Directions for this task: Count the lines in the records below that contain the string "leaf", and reply with the number only.

Material for this exercise:

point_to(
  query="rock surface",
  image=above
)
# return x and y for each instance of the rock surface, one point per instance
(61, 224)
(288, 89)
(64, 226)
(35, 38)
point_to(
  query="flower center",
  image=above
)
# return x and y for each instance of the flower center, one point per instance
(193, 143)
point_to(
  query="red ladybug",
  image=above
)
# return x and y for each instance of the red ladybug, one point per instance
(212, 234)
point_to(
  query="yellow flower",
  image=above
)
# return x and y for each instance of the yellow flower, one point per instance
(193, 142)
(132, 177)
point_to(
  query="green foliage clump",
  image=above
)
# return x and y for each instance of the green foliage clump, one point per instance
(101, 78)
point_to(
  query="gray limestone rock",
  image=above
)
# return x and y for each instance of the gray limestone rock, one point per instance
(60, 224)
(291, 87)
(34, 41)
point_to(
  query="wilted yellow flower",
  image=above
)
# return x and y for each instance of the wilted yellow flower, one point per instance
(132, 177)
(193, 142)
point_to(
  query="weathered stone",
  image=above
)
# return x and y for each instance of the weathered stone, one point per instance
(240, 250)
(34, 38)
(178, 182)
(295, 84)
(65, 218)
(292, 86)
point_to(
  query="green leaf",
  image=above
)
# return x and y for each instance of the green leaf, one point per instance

Solution for this exercise: 2